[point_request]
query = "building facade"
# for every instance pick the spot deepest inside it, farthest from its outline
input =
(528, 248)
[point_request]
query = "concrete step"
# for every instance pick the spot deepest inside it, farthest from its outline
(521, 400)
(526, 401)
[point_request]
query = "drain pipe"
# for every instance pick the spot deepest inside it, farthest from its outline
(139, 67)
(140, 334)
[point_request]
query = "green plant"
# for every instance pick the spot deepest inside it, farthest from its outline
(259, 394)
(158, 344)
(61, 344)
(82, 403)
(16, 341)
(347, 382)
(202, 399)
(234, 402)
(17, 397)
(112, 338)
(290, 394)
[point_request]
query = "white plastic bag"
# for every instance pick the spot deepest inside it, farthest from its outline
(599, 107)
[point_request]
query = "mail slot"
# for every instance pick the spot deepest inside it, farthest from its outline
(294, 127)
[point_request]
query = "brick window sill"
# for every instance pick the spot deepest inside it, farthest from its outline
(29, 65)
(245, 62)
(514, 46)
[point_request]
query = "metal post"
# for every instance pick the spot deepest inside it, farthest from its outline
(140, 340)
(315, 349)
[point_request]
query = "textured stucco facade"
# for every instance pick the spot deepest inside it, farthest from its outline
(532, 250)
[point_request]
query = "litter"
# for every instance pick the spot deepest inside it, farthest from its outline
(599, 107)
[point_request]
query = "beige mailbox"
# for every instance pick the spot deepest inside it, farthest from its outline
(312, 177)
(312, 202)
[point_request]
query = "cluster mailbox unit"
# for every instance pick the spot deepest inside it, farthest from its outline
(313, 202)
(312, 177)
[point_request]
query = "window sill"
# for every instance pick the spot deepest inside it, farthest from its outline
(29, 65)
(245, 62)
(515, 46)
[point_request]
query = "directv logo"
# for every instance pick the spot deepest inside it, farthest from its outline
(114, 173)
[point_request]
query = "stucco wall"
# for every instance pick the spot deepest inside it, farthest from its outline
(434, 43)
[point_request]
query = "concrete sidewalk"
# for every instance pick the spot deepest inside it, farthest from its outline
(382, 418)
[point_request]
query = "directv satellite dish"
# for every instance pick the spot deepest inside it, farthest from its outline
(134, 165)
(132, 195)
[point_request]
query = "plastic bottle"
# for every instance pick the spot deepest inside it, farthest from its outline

━━━━━━

From the listing above, work out how many lines hold "stucco". The answer is the number and nothing more.

2